What is needed
Return each line of the records below that contains the word "positive", copied in full.

**** Supplied entries

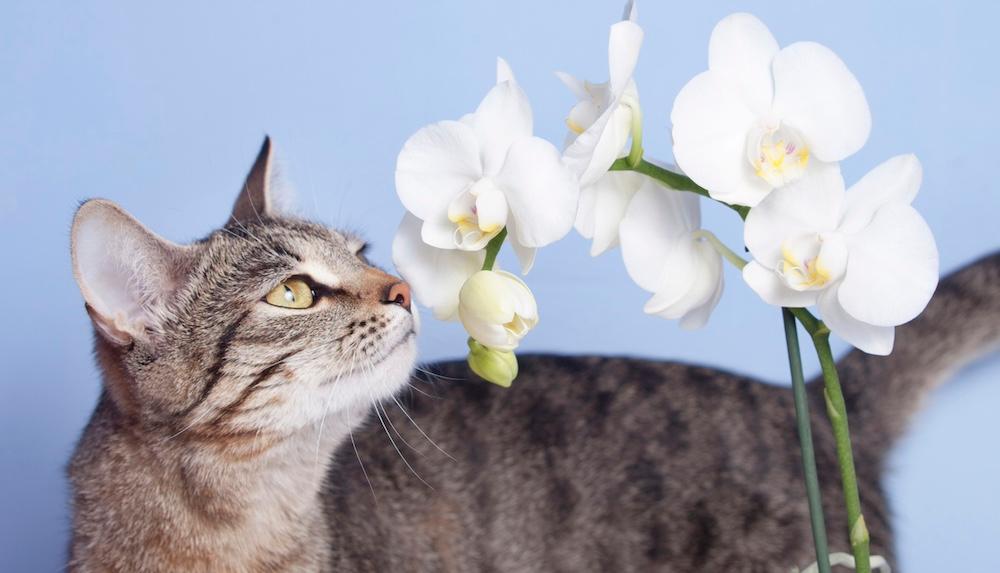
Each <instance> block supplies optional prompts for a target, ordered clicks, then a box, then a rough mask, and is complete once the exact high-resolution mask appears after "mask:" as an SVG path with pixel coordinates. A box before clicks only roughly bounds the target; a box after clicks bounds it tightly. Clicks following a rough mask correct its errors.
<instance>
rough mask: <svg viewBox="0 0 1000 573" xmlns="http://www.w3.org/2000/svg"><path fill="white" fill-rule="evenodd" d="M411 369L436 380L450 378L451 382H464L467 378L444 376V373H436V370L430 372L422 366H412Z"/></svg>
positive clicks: (448, 378)
mask: <svg viewBox="0 0 1000 573" xmlns="http://www.w3.org/2000/svg"><path fill="white" fill-rule="evenodd" d="M413 369H414V370H416V371H417V372H422V373H424V374H426V375H428V376H430V377H431V378H437V379H438V380H451V381H453V382H465V381H467V380H468V378H456V377H453V376H445V375H444V374H438V373H437V372H431V371H430V370H426V369H424V368H421V367H420V366H414V367H413Z"/></svg>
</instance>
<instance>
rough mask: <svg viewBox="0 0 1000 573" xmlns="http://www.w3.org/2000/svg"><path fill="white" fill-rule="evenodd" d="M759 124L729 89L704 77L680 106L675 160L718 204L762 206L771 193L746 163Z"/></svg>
mask: <svg viewBox="0 0 1000 573" xmlns="http://www.w3.org/2000/svg"><path fill="white" fill-rule="evenodd" d="M756 120H757V118H756V116H755V115H754V113H753V112H752V111H751V110H750V108H748V107H747V105H746V103H745V102H744V101H743V99H741V98H740V97H739V94H738V93H737V92H736V91H734V90H733V89H732V88H731V87H730V86H729V85H727V84H726V83H725V82H724V81H723V80H721V79H720V78H719V77H718V76H717V75H716V74H715V73H714V72H702V73H701V74H698V75H697V76H695V77H694V78H693V79H692V80H691V81H689V82H688V83H687V85H685V86H684V87H683V88H682V89H681V91H680V93H678V94H677V98H676V99H675V100H674V107H673V110H672V111H671V112H670V121H671V122H672V123H673V139H674V158H675V159H676V160H677V164H678V165H679V166H680V168H681V169H683V170H684V172H685V173H686V174H687V175H688V176H689V177H690V178H691V179H693V180H694V181H695V183H697V184H698V185H701V186H702V187H704V188H705V189H708V192H709V194H711V196H712V198H713V199H716V200H719V201H723V202H726V203H732V204H738V205H750V206H753V205H756V204H757V203H758V202H760V200H761V199H762V198H763V197H764V195H766V194H767V192H768V191H770V190H771V186H770V185H768V184H767V182H766V181H764V180H763V179H761V178H760V177H757V176H756V175H755V174H754V171H753V168H752V167H751V165H750V162H749V161H748V160H747V157H746V139H747V133H748V132H749V130H750V128H751V127H752V126H753V125H754V122H755V121H756Z"/></svg>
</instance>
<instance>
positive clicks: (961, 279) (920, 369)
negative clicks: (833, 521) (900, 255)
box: [838, 252, 1000, 452]
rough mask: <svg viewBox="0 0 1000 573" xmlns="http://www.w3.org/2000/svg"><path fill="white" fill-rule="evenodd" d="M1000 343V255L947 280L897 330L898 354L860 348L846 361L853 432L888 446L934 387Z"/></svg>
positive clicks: (891, 442) (861, 441)
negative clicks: (917, 311) (925, 303)
mask: <svg viewBox="0 0 1000 573" xmlns="http://www.w3.org/2000/svg"><path fill="white" fill-rule="evenodd" d="M998 347H1000V252H997V253H993V254H992V255H987V256H986V257H984V258H982V259H979V260H978V261H976V262H974V263H972V264H969V265H967V266H965V267H964V268H962V269H960V270H958V271H955V272H954V273H952V274H950V275H948V276H947V277H945V278H944V279H942V281H941V283H940V284H939V285H938V288H937V292H935V294H934V297H933V298H932V299H931V302H930V304H929V305H928V306H927V309H926V310H924V312H923V313H922V314H921V315H920V316H919V317H918V318H916V319H915V320H913V321H912V322H910V323H908V324H905V325H903V326H901V327H898V328H897V329H896V343H895V347H894V349H893V351H892V354H891V355H889V356H872V355H870V354H865V353H863V352H861V351H858V350H855V351H852V352H851V353H849V354H848V355H847V356H845V357H844V358H843V359H842V360H841V361H840V363H839V364H838V370H839V372H840V376H841V382H842V384H843V387H844V397H845V400H846V401H847V411H848V415H849V418H850V423H851V428H852V433H854V434H855V435H856V436H858V437H859V438H860V439H859V440H858V442H859V443H864V444H865V447H867V448H871V447H874V448H876V450H875V451H877V452H886V451H888V449H889V448H890V447H891V446H892V445H893V443H894V442H895V441H896V439H897V438H899V437H900V436H901V435H902V434H903V433H904V432H905V431H906V428H907V426H908V425H909V422H910V420H911V419H912V417H913V415H914V413H916V412H917V411H918V410H919V409H920V406H921V403H922V402H923V400H924V397H925V396H927V395H928V394H929V393H930V391H931V390H933V389H934V388H936V387H937V386H938V385H940V384H941V383H942V382H944V381H945V380H947V379H948V377H949V376H950V375H951V374H953V373H955V371H957V370H958V369H959V368H961V367H963V366H964V365H966V364H968V363H969V362H971V361H973V360H975V359H976V358H978V357H981V356H983V355H985V354H987V353H989V352H991V351H995V350H997V348H998ZM855 430H856V431H855Z"/></svg>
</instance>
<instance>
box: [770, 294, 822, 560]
mask: <svg viewBox="0 0 1000 573" xmlns="http://www.w3.org/2000/svg"><path fill="white" fill-rule="evenodd" d="M781 315H782V317H783V318H784V323H785V343H786V345H787V347H788V368H789V370H790V371H791V375H792V395H793V396H794V399H795V424H796V426H797V429H798V433H799V448H800V449H801V450H802V471H803V474H804V475H805V480H806V497H807V498H808V501H809V519H810V522H811V524H812V534H813V545H814V546H815V548H816V564H817V567H818V568H819V572H820V573H830V560H829V559H828V558H827V555H829V552H830V550H829V549H828V547H827V539H826V521H825V519H824V518H823V503H822V497H821V495H820V489H819V477H818V473H817V471H816V453H815V450H814V446H813V439H812V425H811V423H810V420H809V401H808V397H807V395H806V384H805V380H804V377H803V375H802V355H801V352H800V350H799V334H798V330H797V329H798V326H797V325H796V322H795V316H794V315H793V314H792V312H791V311H790V310H789V309H787V308H783V309H781Z"/></svg>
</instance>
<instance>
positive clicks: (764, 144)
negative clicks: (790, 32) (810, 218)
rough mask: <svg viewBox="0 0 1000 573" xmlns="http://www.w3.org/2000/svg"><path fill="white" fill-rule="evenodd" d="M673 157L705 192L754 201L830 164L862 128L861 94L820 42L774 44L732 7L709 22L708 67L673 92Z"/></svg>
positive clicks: (866, 128) (843, 70) (723, 196)
mask: <svg viewBox="0 0 1000 573" xmlns="http://www.w3.org/2000/svg"><path fill="white" fill-rule="evenodd" d="M670 120H671V122H672V123H673V139H674V158H675V159H676V161H677V164H678V165H679V166H680V167H681V169H683V170H684V172H685V173H686V174H687V175H688V176H689V177H691V179H693V180H694V181H695V182H696V183H698V184H699V185H701V186H702V187H704V188H706V189H708V191H709V193H710V194H711V195H712V198H714V199H718V200H719V201H724V202H726V203H730V204H736V205H749V206H754V205H756V204H757V203H759V202H760V201H761V199H763V198H764V196H765V195H767V194H768V192H770V191H771V190H772V189H775V188H778V187H781V186H783V185H787V184H788V183H791V182H793V181H795V180H797V179H799V178H801V177H802V176H803V175H804V174H805V173H807V172H809V171H822V170H837V169H839V168H838V167H837V166H836V165H835V162H838V161H840V160H842V159H844V158H846V157H847V156H849V155H851V154H852V153H854V152H855V151H857V150H858V149H860V148H861V146H862V145H864V143H865V141H866V140H867V139H868V133H869V131H870V130H871V113H870V111H869V109H868V102H867V100H866V99H865V94H864V92H863V91H862V89H861V86H860V85H859V84H858V81H857V79H856V78H855V77H854V75H853V74H851V72H850V70H848V69H847V66H846V65H844V62H843V61H841V60H840V58H838V57H837V55H836V54H834V53H833V52H832V51H830V49H829V48H826V47H825V46H822V45H820V44H816V43H813V42H797V43H795V44H792V45H790V46H787V47H785V48H783V49H780V50H779V48H778V43H777V41H775V39H774V36H772V35H771V32H770V31H769V30H768V29H767V27H766V26H764V24H763V23H762V22H761V21H760V20H758V19H757V18H755V17H754V16H751V15H749V14H733V15H731V16H728V17H726V18H725V19H723V20H722V21H721V22H719V23H718V25H716V27H715V29H714V30H713V31H712V38H711V40H710V41H709V48H708V71H706V72H702V73H701V74H698V75H697V76H695V77H694V79H692V80H691V81H690V82H688V83H687V85H685V86H684V88H683V89H681V91H680V93H679V94H677V99H676V100H674V108H673V111H672V112H671V114H670Z"/></svg>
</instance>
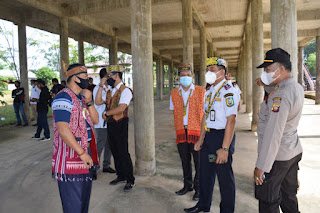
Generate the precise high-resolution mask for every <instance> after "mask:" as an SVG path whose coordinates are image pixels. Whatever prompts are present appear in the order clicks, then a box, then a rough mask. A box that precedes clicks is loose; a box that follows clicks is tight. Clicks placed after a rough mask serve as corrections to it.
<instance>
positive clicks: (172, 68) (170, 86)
mask: <svg viewBox="0 0 320 213" xmlns="http://www.w3.org/2000/svg"><path fill="white" fill-rule="evenodd" d="M168 68H169V69H168V77H169V94H171V91H172V90H173V61H170V63H169V67H168Z"/></svg>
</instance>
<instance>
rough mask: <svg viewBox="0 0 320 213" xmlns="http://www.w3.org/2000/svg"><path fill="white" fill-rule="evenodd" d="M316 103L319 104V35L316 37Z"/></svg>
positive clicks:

********

Answer area
positive clicks: (448, 378)
positive clicks: (961, 279) (920, 369)
positive clicks: (891, 442) (861, 441)
positive clicks: (764, 144)
positive clicks: (866, 128) (843, 70) (723, 196)
positive clicks: (172, 68) (170, 86)
positive clicks:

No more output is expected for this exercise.